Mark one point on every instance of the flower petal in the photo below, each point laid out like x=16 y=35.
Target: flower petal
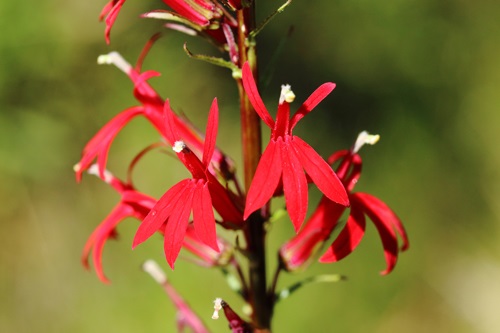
x=312 y=101
x=294 y=184
x=99 y=145
x=265 y=180
x=320 y=172
x=254 y=96
x=100 y=235
x=112 y=14
x=172 y=200
x=203 y=217
x=385 y=221
x=177 y=223
x=349 y=238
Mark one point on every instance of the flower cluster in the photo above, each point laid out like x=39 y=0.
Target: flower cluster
x=190 y=214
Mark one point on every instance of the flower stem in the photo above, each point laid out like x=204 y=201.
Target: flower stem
x=255 y=233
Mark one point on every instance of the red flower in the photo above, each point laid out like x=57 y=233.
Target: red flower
x=287 y=156
x=297 y=252
x=387 y=223
x=132 y=204
x=197 y=195
x=110 y=10
x=152 y=109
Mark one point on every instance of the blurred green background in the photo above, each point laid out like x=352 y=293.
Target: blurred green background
x=425 y=75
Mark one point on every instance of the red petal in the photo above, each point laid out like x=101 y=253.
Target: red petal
x=223 y=202
x=211 y=133
x=176 y=226
x=99 y=145
x=294 y=184
x=99 y=237
x=320 y=172
x=203 y=217
x=265 y=180
x=385 y=221
x=316 y=97
x=164 y=208
x=348 y=239
x=254 y=96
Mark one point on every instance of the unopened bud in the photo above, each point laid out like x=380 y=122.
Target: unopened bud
x=287 y=94
x=217 y=308
x=178 y=146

Exercise brief: Return all of the rows above word for word, leaving out the picture.

Solved problem:
Mark one point on every instance of the flower petal in the photo below, each point laid out like x=16 y=35.
Target: flower petal
x=312 y=101
x=294 y=184
x=99 y=145
x=265 y=180
x=320 y=172
x=254 y=96
x=100 y=235
x=112 y=14
x=172 y=200
x=203 y=217
x=385 y=221
x=177 y=223
x=349 y=238
Mark one point on every instance of the flower cluster in the photo above, each point laid out like x=39 y=0.
Target: flower cluster
x=190 y=214
Mark one point on every instance of the flower stem in the photo above, each point laid out like x=204 y=201.
Target: flower stem
x=255 y=233
Mark one point on every instance of the red flower in the photo above, each point laid out like x=57 y=233.
Target: red flower
x=287 y=156
x=297 y=252
x=387 y=223
x=132 y=204
x=197 y=195
x=110 y=10
x=152 y=109
Mark one point on every instance of the blurred green background in the photo above, each point laid out like x=352 y=293.
Target: blurred green background
x=425 y=75
Mark one point on every instance of the red petal in the photo above, each point laid out like x=101 y=253.
Target: red petal
x=223 y=202
x=211 y=133
x=176 y=226
x=99 y=145
x=294 y=184
x=99 y=237
x=320 y=172
x=203 y=217
x=265 y=180
x=385 y=221
x=316 y=97
x=164 y=208
x=348 y=239
x=254 y=96
Mark one point on every instance of the unopened bud in the photo above, each point laid out like x=380 y=122.
Target: unopened bud
x=287 y=94
x=217 y=308
x=178 y=146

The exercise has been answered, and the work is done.